(Passage choisi)
*****
Gion a surtout pour lui un film avec Bernard Blier sur son CV, depuis le mois de juin 1975, qui aurait peut-être décidé Véra Belmont à l’engager. C’est dur pour tout le monde, faute d’être un succès est une comédie honorable, avec des acteurs de premiers choix (Claude Piéplu, Bernard Le Coq et Francis Perrin, comédien de théâtre qui montait après La gifle, avec Ventura, Girardot et Adjani).

Le jardin des supplices et ses Fleurs du Mal

Avec Le Jardin des supplices, le futur réalisateur du Pion, des Diplômés du dernier rang et du Bourreau des cœurs, distille sans subtilité, mais avec une volonté de raffinement, l’atmosphère noire de la décadence morale. Il peint un monde colonialiste qui s’effrite, obscurcit par des perversités viscérales, et, non sans besogne, essaie de traduire une philosophie de transcendance par la souffrance, de la jouissance par la mort. Thématiquement et formellement, ce premier degré pictural se pose comme un véritable oxymore dans sa carrière et jamais il ne réitèrera dans le domaine. On a d’ailleurs réellement du mal à assimiler la sophistication des dialogues, des décors, vénéneux et tarabiscotés, au cinéma simple, goguenard et naturellement jovial de ses divertissements populaires.

Récit nihiliste d’une fin de monde décadent

Devant s’affranchir des codes du second degré, Gion est amené à intellectualiser l’horreur et se voit contraint de mettre en scène une gigantesque métaphore misanthrope qui vomit toutes formes de pouvoir. Les années 70 étant celles du corps libre mais qui se monnaie au box-office, le cinéaste se laisse aller à filmer l’érotisme exotique. L’acte sexuel est aussi déviant, comme requis par les rites iconoclastes des années 70, se laissant aller au sadisme vicieux, théâtral dans son portrait de la mise à mort, et malsain dans sa déchéance de la compassion humaine.
*****
(Consigne) Recopiez le passage sur Le Jardin des supplices en commençant par « Le jardin des supplices et » et en allant jusqu'à « ses divertissements populaires. ». Les lignes ci-dessous sont tirées d'une autre source.

(Extraits de lignes)
*****
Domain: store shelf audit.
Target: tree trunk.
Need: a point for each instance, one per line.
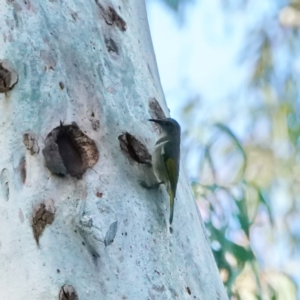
(78, 81)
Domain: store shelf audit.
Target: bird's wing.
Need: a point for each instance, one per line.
(172, 172)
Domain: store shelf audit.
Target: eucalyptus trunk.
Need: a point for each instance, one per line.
(78, 81)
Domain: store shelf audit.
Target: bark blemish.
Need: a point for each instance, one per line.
(111, 233)
(111, 17)
(156, 111)
(111, 45)
(31, 143)
(22, 168)
(68, 292)
(43, 215)
(134, 149)
(8, 77)
(96, 125)
(4, 181)
(69, 151)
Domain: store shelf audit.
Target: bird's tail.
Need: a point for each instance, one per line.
(171, 205)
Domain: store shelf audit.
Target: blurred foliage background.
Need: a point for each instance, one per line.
(248, 161)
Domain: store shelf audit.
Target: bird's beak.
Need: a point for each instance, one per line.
(158, 121)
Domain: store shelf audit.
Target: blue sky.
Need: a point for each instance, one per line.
(198, 56)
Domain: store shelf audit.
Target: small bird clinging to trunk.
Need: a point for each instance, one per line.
(166, 157)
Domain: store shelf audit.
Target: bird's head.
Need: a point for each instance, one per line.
(169, 126)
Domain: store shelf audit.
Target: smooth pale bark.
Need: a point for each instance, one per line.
(77, 62)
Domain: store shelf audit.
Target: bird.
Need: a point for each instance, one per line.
(166, 157)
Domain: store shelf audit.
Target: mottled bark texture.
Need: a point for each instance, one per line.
(78, 81)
*****
(Réponse rédigée)
Le jardin des supplices et ses Fleurs du Mal

Avec Le Jardin des supplices, le futur réalisateur du Pion, des Diplômés du dernier rang et du Bourreau des cœurs, distille sans subtilité, mais avec une volonté de raffinement, l’atmosphère noire de la décadence morale. Il peint un monde colonialiste qui s’effrite, obscurcit par des perversités viscérales, et, non sans besogne, essaie de traduire une philosophie de transcendance par la souffrance, de la jouissance par la mort. Thématiquement et formellement, ce premier degré pictural se pose comme un véritable oxymore dans sa carrière et jamais il ne réitèrera dans le domaine. On a d’ailleurs réellement du mal à assimiler la sophistication des dialogues, des décors, vénéneux et tarabiscotés, au cinéma simple, goguenard et naturellement jovial de ses divertissements populaires.